**Your goal:** Retype every line of the material below without alteration, leaving the pictures out of your answer.
[start of Material for this exercise]
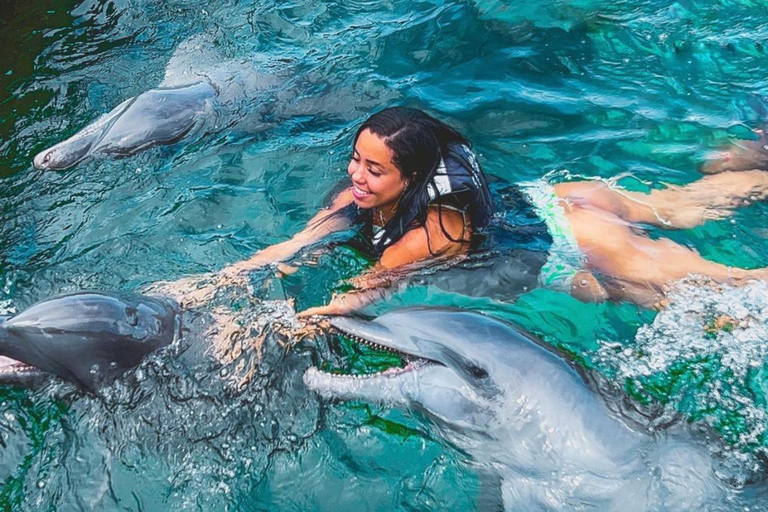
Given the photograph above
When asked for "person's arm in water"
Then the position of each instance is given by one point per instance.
(321, 225)
(417, 247)
(195, 290)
[end of Material for this exercise]
**Answer to this problem:**
Given the photograph above
When asked for "person's arm in water"
Then the position of each instance is given by one point per instance.
(321, 225)
(417, 247)
(195, 290)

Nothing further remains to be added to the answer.